**STATED EXERCISE 1:** In the food blog excerpt, retype the passage from "Food news roundup" to "work program director.".
**STATED EXERCISE 2:** According to the food blog excerpt, which charity will receive the $100,000 bonus from the Giant Food on Alabama Avenue?
**STATED EXERCISE 3:** Name every dollar amount that appears in the food blog excerpt.
[BEGIN SOURCE EXCERPT]
Friday, May 29, 2009

Fruit and oatmeal

If you are serious about getting enough fruits and vegetables in your diet, you need to start with breakfast, and it needs to be more than the traditional glass of orange juice.

Oatmeal lends itself to pairing with fruit. Although raisins and apples are the most common, a lot of other fruits work as well. For instance, strawberries. We had some excellent local organic strawberries that we had brought with us on our trip to Washington, but not all of them made it whole, and they messed up the rest enough that it would have been hard to eat them out of hand. So we brought them back home, sorted the good from the bad, cut off their tops and sliced them all in half. I put them in a pot with about a half cup of brown sugar that had hardened in my cupboard, set the heat to low, and let them cook until they were all soft and the sugar was bubbling. I put the syrupy mixture in the fridge overnight, then added it to the oatmeal in the morning. One thing to note, however: The acid in the strawberries will cause whatever milk you add to separate.

Thursday, May 28, 2009

Food news roundup

I like this first story because of the puns:

Doing thyme: Inmates grow food to save jail money
Associated Press

FREMONT, Ohio - The sheriff already replaced pancakes and red meat with cereal and turkey to save money.

Now he's come up with another way to cut food costs at the jail.

Inmates are growing their own veggies in an acre and a half garden that sits just inside the fence surrounding the Sandusky County Jail.

"You name it, I think we got it in here," said James Seaman, the jail's work program director.

Three weeks ago, 13 low-risk inmates who are allowed to mow lawns and do other chores around the county planted tomatoes, potatoes, green beans, onions, sweet corn, peppers, cabbage, carrots, cantaloupe and watermelon.

The inmates who take care of the garden have become so interested in its progress that they argue about who gets to go out at night to water the sprouting plants, Seaman said.

Sheriff Kyle Overmyer's idea for a vegetable garden took root after he was forced to reduce his budget by $75,000 this spring.

  • Item: Costco in NYC will start accepting food stamps. Can the rest of the country be far behind?

  • And here's a good use for lottery winnings:

The $100,000 bonus that went to the Southeast Washington supermarket that sold last month's $144 million Powerball ticket will go to charity, the grocery chain said yesterday.

The Capital Area Food Bank will get the money that the Giant Food on Alabama Avenue received as part of the lottery winnings, officials from the store said.

It is traditional for the store that sells the winning ticket to get a bonus. This was the city's largest Powerball win, and as soon as the location of the sale of the winning ticket was announced April 9, store employees wondered whether they would get a cut. A representative of at least one local charity was at the store the morning after the drawing, asking for a donation.
[END SOURCE EXCERPT]
[BEGIN STORED RECORDS]
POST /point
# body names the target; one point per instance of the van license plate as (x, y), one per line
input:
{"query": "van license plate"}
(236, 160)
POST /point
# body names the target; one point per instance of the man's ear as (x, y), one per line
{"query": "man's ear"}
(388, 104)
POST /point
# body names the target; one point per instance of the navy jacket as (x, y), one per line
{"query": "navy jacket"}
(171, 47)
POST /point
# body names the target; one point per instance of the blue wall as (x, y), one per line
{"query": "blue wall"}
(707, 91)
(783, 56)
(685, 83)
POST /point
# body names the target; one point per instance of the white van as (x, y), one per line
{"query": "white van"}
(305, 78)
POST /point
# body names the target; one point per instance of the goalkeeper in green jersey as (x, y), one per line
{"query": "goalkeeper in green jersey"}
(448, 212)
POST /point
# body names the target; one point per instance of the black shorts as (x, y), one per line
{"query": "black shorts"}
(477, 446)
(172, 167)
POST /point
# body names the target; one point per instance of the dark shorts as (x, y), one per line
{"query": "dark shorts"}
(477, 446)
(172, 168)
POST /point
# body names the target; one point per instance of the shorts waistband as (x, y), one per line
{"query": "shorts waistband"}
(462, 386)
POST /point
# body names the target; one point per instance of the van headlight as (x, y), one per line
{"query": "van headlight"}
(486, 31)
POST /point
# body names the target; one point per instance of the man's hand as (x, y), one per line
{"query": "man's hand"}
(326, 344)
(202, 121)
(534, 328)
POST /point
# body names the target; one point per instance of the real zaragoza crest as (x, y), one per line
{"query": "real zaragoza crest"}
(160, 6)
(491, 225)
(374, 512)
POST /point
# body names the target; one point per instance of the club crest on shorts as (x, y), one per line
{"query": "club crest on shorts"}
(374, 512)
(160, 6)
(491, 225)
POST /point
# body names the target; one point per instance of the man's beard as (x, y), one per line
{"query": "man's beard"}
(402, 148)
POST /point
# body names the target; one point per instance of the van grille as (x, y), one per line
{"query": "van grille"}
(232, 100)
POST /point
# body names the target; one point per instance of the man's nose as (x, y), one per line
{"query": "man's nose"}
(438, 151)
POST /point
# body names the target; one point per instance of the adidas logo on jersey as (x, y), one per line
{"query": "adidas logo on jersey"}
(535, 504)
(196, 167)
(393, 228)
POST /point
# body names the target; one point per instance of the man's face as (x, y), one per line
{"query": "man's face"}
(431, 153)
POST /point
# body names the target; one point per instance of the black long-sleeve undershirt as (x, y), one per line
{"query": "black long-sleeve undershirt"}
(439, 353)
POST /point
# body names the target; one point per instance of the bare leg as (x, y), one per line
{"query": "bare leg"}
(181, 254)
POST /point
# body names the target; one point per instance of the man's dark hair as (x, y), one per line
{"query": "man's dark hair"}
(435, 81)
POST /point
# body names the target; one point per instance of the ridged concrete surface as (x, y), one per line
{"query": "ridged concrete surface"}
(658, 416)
[END STORED RECORDS]
**FULL OUTPUT 1:**
Food news roundup

I like this first story because of the puns:

Doing thyme: Inmates grow food to save jail money
Associated Press

FREMONT, Ohio - The sheriff already replaced pancakes and red meat with cereal and turkey to save money.

Now he's come up with another way to cut food costs at the jail.

Inmates are growing their own veggies in an acre and a half garden that sits just inside the fence surrounding the Sandusky County Jail.

"You name it, I think we got it in here," said James Seaman, the jail's work program director.

**FULL OUTPUT 2:** The Capital Area Food Bank.

**FULL OUTPUT 3:**
- $75,000
- $100,000
- $144 million